■ TASK ITEM ■
Could you copy every line from the material below in which "dark" appears?

Start of RECORDS FOR PROCESSING

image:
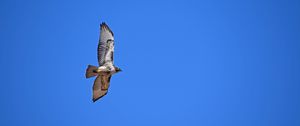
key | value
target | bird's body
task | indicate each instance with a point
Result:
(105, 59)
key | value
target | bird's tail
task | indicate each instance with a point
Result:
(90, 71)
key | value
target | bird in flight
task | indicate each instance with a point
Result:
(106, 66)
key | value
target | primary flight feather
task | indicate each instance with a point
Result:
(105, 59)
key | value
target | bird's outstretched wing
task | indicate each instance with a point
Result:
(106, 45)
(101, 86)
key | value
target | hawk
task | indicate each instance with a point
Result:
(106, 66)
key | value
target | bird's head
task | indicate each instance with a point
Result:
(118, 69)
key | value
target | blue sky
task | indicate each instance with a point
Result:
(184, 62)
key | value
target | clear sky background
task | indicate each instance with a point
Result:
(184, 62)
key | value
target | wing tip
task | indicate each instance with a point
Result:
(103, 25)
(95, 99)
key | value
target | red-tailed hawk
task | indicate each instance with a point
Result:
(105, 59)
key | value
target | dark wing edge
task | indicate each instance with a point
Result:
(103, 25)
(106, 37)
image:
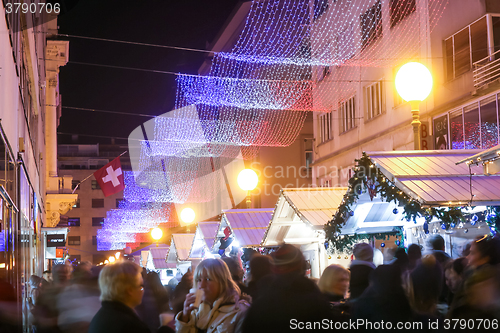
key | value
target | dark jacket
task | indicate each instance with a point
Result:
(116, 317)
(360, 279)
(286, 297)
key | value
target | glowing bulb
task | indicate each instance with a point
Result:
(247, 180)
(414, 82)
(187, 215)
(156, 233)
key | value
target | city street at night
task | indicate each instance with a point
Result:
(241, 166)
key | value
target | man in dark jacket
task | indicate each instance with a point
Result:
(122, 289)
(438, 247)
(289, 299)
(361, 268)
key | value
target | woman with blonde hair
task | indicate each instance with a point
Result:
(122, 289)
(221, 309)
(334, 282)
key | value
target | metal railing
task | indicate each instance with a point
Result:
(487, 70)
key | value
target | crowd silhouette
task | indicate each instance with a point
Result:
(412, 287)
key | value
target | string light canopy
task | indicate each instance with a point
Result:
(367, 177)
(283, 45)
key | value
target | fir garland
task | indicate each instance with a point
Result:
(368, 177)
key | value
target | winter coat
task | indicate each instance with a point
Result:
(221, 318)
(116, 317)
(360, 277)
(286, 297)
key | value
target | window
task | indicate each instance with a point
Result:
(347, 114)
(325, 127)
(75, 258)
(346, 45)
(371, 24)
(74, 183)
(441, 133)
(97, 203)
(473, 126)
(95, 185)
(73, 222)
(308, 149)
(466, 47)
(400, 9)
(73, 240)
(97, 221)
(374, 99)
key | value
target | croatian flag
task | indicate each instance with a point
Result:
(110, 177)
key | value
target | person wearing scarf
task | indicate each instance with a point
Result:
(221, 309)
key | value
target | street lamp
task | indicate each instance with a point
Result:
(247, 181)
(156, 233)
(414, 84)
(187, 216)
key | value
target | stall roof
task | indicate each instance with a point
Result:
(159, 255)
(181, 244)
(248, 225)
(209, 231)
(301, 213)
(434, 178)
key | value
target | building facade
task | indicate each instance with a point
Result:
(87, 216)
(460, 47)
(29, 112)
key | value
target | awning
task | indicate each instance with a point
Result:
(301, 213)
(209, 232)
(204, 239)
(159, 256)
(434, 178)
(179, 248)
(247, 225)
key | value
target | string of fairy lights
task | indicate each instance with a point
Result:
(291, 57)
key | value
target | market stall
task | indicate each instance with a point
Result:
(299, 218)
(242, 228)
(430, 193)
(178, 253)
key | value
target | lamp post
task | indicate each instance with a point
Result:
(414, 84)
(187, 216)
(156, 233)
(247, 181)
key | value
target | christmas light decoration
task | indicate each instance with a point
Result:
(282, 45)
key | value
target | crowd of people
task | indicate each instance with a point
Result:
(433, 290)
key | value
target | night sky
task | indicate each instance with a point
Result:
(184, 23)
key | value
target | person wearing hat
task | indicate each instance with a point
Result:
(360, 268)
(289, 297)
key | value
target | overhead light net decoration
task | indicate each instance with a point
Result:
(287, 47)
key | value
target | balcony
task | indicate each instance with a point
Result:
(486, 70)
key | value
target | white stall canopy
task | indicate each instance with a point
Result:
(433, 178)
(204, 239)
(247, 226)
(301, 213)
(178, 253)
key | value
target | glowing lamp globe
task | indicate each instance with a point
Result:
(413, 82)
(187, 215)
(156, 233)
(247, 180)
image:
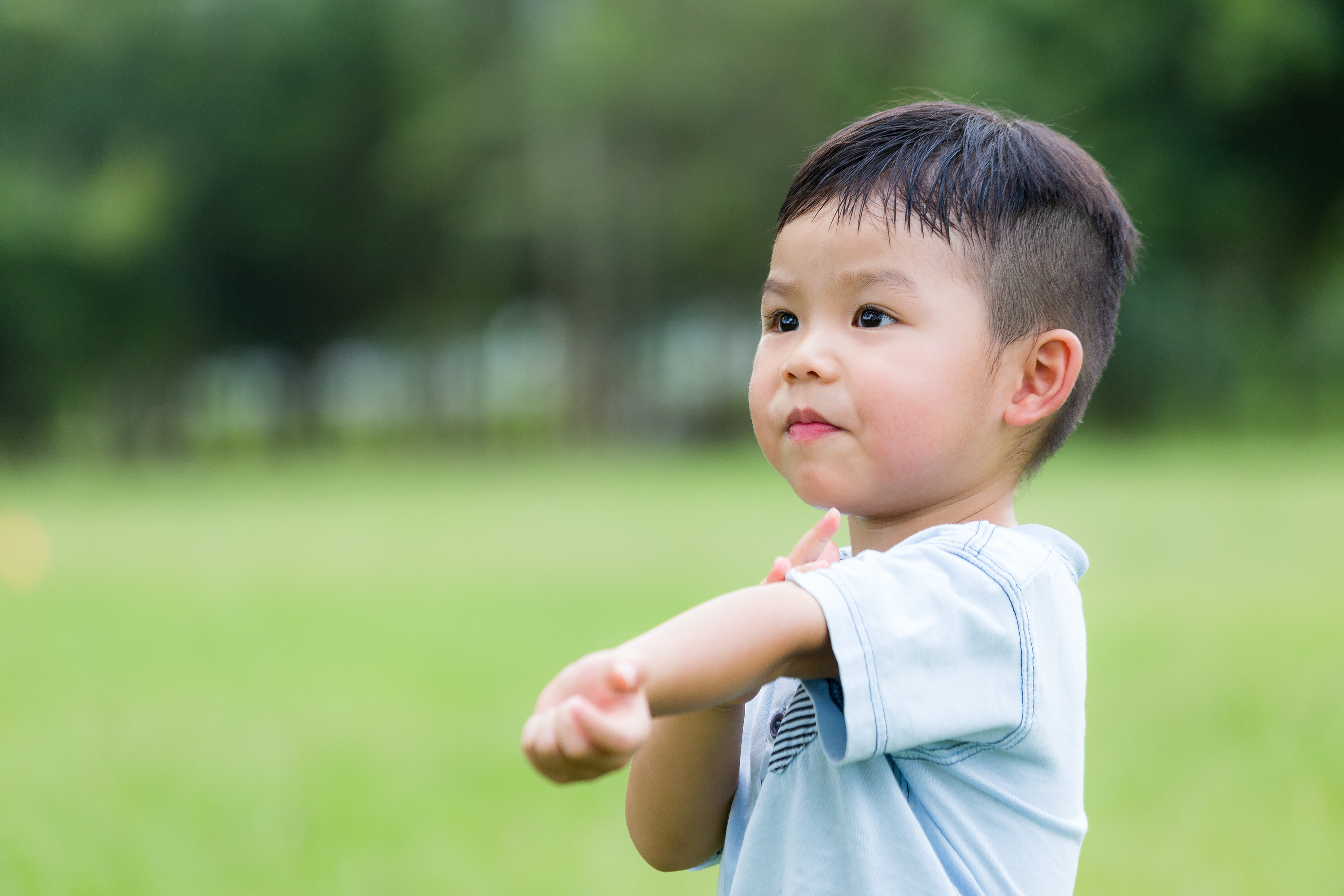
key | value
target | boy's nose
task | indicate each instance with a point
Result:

End of RECORDS FOR PROCESSING

■ RESPONSE ■
target | dark wing edge
target | dark jacket
target | man in dark jacket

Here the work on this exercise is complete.